Me ha faltado poner en mi post anterior que de las cinco acepciones que he mostrado, quizás sólo las tres primeras son las que un niño podría usar. Sin duda alguna la cuarta acepción, es decir, «chocho» como apelativo para «chica» o «muchacha» (en clara consonancia con la acepción «vulva», haciendo buena la máxima «el todo por una parte»), es lenguaje vulgar, aunque muy usado, y desde luego que quizá no niños, pero sí adolescentes tempranos lo usan en Andalucía (yo lo he oído de gente de Sevilla, Málaga y Almería) como algo habitual...aunque como dices no por ello menos reprobable, sobretodo en niños.


----------



## Argónida

Sólo añadir, para terminar de ilustrar este tema tan interesante  que, por supuesto, existe la versión masculina de la expresión, usada con mayor profusión si cabe: *picha* _(¿Qué pasa, pisha?)._


----------



## Berenguer

Argónida said:


> Sólo añadir, para terminar de ilustrar este tema tan interesante  que, por supuesto, existe la versión masculina de la expresión, usada con mayor profusión si cabe: *picha* _(¿Qué pasa, pisha?)._


 
La verdad que se podría abrir un post sólo relacionado con el mundo del vocabulario castellano derivado de los genitales en toda su extensión.
¿En otros idiomas es así también?


----------



## Priss

chocho, es un tipo de fruto leguminoso que se come mucho en la sierra ecuatoriana, muy parecido al frejol, (beans).

Registros de contornos:
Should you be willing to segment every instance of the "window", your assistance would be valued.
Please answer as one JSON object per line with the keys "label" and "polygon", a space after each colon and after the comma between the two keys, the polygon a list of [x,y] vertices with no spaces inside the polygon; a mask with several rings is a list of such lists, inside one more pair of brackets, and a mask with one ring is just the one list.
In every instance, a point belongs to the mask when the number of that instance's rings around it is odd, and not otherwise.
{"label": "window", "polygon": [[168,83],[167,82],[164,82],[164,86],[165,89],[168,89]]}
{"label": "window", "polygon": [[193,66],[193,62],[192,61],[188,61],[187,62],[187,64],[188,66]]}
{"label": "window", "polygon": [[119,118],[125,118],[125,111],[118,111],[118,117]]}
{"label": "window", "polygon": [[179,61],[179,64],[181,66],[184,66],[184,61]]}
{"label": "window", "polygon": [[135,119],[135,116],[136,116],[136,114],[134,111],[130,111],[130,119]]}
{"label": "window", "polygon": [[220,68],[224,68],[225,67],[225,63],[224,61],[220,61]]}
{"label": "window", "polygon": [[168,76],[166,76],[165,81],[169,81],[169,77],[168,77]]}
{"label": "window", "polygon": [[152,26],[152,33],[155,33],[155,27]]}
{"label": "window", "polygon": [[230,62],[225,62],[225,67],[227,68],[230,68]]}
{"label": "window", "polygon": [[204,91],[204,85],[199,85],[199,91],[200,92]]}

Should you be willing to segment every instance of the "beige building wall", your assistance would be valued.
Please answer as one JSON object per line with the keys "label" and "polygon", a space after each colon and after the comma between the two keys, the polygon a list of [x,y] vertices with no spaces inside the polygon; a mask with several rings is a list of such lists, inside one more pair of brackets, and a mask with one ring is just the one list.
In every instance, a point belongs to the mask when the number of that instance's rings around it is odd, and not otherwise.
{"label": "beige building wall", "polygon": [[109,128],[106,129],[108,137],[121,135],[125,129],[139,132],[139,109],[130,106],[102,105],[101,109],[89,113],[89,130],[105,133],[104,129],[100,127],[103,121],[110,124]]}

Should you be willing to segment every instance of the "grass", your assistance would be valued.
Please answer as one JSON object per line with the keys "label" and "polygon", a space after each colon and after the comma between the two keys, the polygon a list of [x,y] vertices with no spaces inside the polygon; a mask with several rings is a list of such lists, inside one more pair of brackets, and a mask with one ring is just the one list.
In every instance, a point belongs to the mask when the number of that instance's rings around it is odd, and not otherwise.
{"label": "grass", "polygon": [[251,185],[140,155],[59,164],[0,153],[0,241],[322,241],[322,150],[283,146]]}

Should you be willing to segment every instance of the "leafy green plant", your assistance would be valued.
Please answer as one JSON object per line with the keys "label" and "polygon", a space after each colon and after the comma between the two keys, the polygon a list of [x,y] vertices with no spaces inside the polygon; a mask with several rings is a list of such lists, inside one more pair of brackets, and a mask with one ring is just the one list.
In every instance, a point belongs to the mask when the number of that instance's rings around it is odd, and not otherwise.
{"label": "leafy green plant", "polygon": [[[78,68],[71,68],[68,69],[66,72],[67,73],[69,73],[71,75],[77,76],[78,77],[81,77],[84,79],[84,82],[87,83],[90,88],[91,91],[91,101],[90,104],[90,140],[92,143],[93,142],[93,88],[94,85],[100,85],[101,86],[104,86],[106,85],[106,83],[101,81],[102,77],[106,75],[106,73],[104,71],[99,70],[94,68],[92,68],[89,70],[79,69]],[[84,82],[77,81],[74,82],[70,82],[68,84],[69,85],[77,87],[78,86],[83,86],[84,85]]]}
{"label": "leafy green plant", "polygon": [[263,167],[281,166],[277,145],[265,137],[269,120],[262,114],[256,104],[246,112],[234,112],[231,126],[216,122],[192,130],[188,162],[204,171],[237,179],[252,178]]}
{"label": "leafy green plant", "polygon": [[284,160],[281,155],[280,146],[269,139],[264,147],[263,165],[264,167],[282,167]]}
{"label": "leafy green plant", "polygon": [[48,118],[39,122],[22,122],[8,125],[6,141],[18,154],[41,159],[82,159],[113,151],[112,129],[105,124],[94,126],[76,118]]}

Consigna escrita 1: Según el extracto, ¿en qué zona se come mucho el chocho?
Consigna escrita 2: Edita el fragmento del extracto que empieza en "La verdad que" y acaba en "es así también?", sustituyendo "vocabulario" por "léxico".
No es necesario consultar los ítems.

Resultado 1: En la sierra ecuatoriana.

Resultado 2:
La verdad que se podría abrir un post sólo relacionado con el mundo del léxico castellano derivado de los genitales en toda su extensión.
¿En otros idiomas es así también?